**Point placement records**
>>>

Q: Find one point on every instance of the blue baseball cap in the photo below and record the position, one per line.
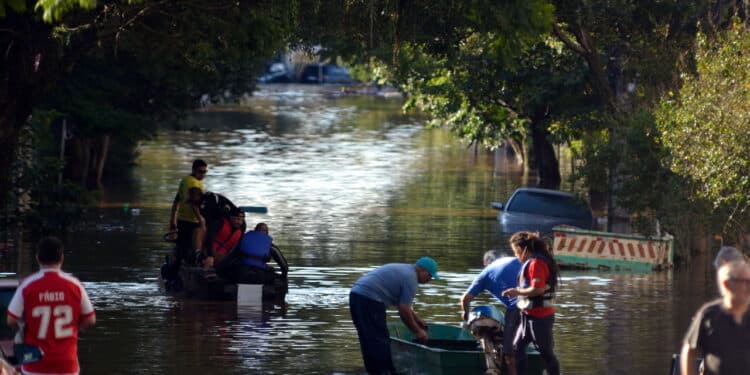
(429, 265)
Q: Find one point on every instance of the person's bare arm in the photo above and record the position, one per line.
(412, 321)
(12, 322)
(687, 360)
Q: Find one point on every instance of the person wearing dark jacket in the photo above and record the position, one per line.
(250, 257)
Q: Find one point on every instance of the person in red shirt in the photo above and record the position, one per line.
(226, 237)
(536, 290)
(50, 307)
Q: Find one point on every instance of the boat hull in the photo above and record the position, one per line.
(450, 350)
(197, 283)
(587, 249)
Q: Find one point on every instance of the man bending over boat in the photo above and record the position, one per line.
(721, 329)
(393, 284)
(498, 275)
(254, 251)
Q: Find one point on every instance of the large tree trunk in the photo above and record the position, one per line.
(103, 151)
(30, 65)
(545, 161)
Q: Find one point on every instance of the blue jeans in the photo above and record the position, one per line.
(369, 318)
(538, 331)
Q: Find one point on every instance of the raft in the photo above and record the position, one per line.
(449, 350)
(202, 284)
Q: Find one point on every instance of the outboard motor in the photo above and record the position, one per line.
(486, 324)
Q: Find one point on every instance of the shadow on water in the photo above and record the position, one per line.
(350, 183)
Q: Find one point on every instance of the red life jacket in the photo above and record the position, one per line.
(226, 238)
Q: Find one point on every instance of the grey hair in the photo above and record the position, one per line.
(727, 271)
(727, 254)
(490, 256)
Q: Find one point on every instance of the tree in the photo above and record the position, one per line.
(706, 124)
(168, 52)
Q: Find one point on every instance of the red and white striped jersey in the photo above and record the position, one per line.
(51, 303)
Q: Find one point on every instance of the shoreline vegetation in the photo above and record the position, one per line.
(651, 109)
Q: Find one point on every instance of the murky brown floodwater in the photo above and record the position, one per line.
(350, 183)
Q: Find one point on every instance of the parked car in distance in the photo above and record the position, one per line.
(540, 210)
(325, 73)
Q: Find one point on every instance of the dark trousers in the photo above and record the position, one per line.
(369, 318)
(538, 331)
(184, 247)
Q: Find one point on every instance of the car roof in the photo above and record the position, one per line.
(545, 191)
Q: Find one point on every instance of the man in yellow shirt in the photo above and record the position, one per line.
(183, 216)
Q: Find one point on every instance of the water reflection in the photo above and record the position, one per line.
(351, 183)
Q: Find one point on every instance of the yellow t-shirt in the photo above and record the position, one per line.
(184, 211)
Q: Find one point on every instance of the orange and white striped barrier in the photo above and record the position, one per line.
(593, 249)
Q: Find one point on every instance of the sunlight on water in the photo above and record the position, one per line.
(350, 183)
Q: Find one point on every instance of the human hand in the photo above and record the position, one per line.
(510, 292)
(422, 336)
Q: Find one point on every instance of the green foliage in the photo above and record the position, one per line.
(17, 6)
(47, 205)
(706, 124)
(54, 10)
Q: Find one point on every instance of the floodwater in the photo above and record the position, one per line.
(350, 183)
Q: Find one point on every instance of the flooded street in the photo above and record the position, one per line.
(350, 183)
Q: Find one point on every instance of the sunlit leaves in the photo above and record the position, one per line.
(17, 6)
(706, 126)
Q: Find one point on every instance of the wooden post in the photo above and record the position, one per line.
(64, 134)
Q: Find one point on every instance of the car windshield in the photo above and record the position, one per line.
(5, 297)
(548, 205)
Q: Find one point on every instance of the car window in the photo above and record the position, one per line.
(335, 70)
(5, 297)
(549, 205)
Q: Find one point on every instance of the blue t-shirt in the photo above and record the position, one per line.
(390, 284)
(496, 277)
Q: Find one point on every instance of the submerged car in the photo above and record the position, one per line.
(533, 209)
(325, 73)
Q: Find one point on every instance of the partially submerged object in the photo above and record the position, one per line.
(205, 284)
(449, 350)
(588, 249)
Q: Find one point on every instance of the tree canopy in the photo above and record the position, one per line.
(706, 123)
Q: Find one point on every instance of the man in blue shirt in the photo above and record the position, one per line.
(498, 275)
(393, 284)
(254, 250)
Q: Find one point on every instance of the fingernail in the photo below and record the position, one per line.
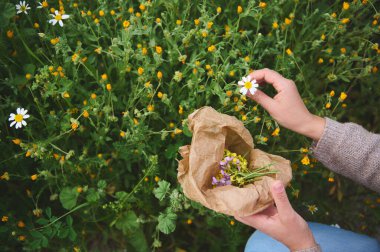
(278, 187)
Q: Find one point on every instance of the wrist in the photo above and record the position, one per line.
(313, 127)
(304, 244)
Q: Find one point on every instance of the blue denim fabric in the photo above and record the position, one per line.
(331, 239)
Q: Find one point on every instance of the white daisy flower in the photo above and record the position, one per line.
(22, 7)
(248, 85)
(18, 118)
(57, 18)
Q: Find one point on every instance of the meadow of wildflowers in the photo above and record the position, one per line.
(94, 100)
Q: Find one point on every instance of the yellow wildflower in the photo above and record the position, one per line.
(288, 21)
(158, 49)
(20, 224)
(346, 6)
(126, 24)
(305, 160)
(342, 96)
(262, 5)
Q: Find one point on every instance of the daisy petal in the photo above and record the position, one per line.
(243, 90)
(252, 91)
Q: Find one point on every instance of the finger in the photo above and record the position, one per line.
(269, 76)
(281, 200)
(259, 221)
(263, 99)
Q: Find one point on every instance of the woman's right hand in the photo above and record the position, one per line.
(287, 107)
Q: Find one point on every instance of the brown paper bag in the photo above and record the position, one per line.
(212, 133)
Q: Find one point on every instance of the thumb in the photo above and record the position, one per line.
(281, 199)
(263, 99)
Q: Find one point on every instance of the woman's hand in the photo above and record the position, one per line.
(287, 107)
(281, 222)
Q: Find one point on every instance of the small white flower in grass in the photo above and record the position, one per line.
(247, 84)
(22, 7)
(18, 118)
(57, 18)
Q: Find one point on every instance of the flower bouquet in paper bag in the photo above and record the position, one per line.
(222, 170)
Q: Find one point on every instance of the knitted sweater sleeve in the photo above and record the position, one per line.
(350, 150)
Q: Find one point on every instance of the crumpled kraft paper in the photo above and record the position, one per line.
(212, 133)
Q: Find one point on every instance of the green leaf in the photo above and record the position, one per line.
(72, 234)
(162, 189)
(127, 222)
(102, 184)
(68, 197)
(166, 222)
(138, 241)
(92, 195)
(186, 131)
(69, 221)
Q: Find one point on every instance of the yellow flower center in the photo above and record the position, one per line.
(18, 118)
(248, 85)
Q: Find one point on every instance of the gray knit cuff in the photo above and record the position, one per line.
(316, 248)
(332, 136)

<<<

Output the full set of records above without changing a word, and drop the images.

**Reply**
Q: Find one point on every instance of the blue baseball cap in the photo below and record the position, one per line.
(429, 265)
Q: Find one point on every instance of the person's bare arm in the photo above and record the position, one per line.
(412, 321)
(12, 322)
(687, 360)
Q: Find one point on every instance of the person wearing dark jacket in the photo above and record the position, one per line.
(250, 257)
Q: Find one point on every instance of the person in red shirt in the photo above and record the position, one per line.
(226, 237)
(536, 290)
(50, 307)
Q: Find one point on every instance of the boat hull in the photo above and record the position, one per line.
(450, 350)
(197, 283)
(587, 249)
Q: Find one point on every instance of the man bending over boat in the photo above and record the position, one per line.
(721, 329)
(393, 284)
(498, 275)
(254, 251)
Q: Find one point on every instance of the large tree trunk in the photo above and record the position, one per line.
(103, 151)
(30, 65)
(545, 161)
Q: Find one point on every instance of the blue jeans in the photo above and record the position, one per line.
(369, 318)
(538, 331)
Q: Find one point on every instance of the raft in the photo above and record the position, one per line.
(449, 350)
(202, 284)
Q: Find one point on every instance of the outboard motor in the photo above and record the position, one per line.
(486, 324)
Q: Find one point on every instance of the shadow on water in the photo above and record the position, one per line.
(350, 183)
Q: Find one point on every instance of the red life jacket in the photo above and record the position, one per line.
(226, 238)
Q: Find one point on every instance of the grey hair in the photo above and record the position, one per line.
(727, 271)
(727, 254)
(490, 256)
Q: Find one point on every instance of the tree in the photo above and record the position, one per line.
(706, 124)
(168, 52)
Q: Find one point on every instance of the red and white striped jersey in the photo above and record the position, one per line.
(51, 303)
Q: Find one point on every instance of the shoreline vegetation in the photo above and record the position, one per line.
(651, 109)
Q: Find one point on every instance of the murky brown floodwater in the photo above and record the position, one per line.
(350, 183)
Q: Find one point on every instance of the parked car in distance in the photo above and record the position, one per line.
(540, 210)
(325, 73)
Q: Find one point on every instance of the dark trousers in the photo above and record the position, one per line.
(369, 318)
(538, 331)
(184, 247)
Q: Find one point on every instance of the car roof in the photo above and record the position, one per line.
(545, 191)
Q: Find one point on every instance of the man in yellow shirt in the photo above and record the position, one per line.
(183, 216)
Q: Find one point on every instance of the water reflection in the photo above and record the position, one per line.
(351, 183)
Q: Find one point on every instance of the yellow t-shirt in the photo above and record the position, one per line.
(184, 211)
Q: Find one point on every instance of the orange and white striped barrier in the photo above and record the position, one per line.
(593, 249)
Q: Find one point on every instance of the sunlight on water in the photo above and record the position, one per line.
(350, 183)
Q: Find one point on every instance of the human hand in the photo above and record the position, one per line.
(510, 292)
(422, 336)
Q: Find one point on every instance of the green foliage in the photo above and record the position, one per line.
(17, 6)
(47, 205)
(706, 124)
(54, 10)
Q: Find one point on every instance of the floodwater in the photo above and record the position, one per line.
(350, 183)
Q: Find one point on every instance of the flooded street in the photo above and record the position, one per line.
(350, 183)
Q: Find one point on every instance of the sunlit leaves in the photo above and record the position, one per line.
(17, 6)
(706, 126)
Q: Find one point on every instance of the wooden post in the photo above and record the position, one per line.
(64, 134)
Q: Find one point on every instance of the car windshield in the photo above and record the position, one per line.
(5, 297)
(548, 205)
Q: Find one point on every instance of the car window in the photo above and record the position, one per line.
(335, 70)
(5, 297)
(549, 205)
Q: Find one point on every instance of the blue t-shirt in the photo above and record the position, one per line.
(390, 284)
(496, 277)
Q: Find one point on every instance of the submerged car in the photo above and record the position, one per line.
(533, 209)
(325, 73)
Q: Find one point on every instance of the partially submerged object in the photo above and record the position, one per line.
(205, 284)
(449, 350)
(588, 249)
Q: Find one point on every instance of the tree canopy in the photo above and record the position, one per line.
(706, 123)
Q: Find one point on every instance of the man in blue shirt in the photo above and record the position, one per line.
(498, 275)
(393, 284)
(254, 250)
Q: Find one point on every instance of the fingernail in the photo below and record the position, one per line.
(278, 187)
Q: Find one point on every instance of the wrist in the photo above and record the position, one per line.
(313, 127)
(304, 244)
Q: Find one point on every instance of the blue denim fabric in the photo above and record the position, one per line.
(331, 239)
Q: Find one point on every instance of the white daisy flower in the photo above and record the position, one per line.
(22, 7)
(248, 85)
(18, 118)
(57, 18)
Q: Find one point on every instance of the meadow of wildflowers in the photo above and record the position, one per line.
(94, 100)
Q: Find one point on every instance of the yellow wildflower in the photo above and record the position, one per line.
(288, 21)
(158, 49)
(20, 224)
(346, 6)
(126, 24)
(305, 160)
(342, 96)
(262, 5)
Q: Find one point on every instance of the daisy petal in the photo above and record the position, one per line.
(243, 90)
(252, 91)
Q: Find one point on every instance of the finger in the photo above and record the position, one per line.
(269, 76)
(281, 200)
(259, 221)
(263, 99)
Q: Find one point on every instance of the woman's right hand in the photo above and record the position, one per line.
(287, 107)
Q: Find one point on every instance of the brown paper bag in the photo above and record the position, one per line.
(212, 133)
Q: Find one point on every instance of the thumb in the photo above and record the position, one per line.
(281, 199)
(263, 99)
Q: Find one point on every instance of the woman's hand in the photo above and record the position, one per line.
(287, 107)
(281, 222)
Q: Find one point on every instance of the small white flower in grass in the photo above and record the position, one per line.
(247, 84)
(22, 7)
(18, 118)
(57, 18)
Q: Find one point on every instance of the flower bouquet in paper bag in the photo above and record the position, one per line.
(222, 170)
Q: Find one point on every instance of the knitted sweater sleeve in the photo above and record the position, one per line.
(350, 150)
Q: Find one point on every instance of the crumpled kraft paper in the photo above and record the position, one per line.
(212, 133)
Q: Find one point on every instance of the green leaf in the photo above and record the position, one per line.
(72, 234)
(162, 189)
(127, 222)
(102, 184)
(68, 197)
(166, 222)
(138, 241)
(92, 195)
(186, 131)
(69, 221)
Q: Find one point on every instance of the yellow flower center in the photo above and record the position, one per line.
(18, 118)
(248, 85)
Q: Find one point on every instance of the gray knit cuff in the photo above and record the position, one per line.
(316, 248)
(332, 136)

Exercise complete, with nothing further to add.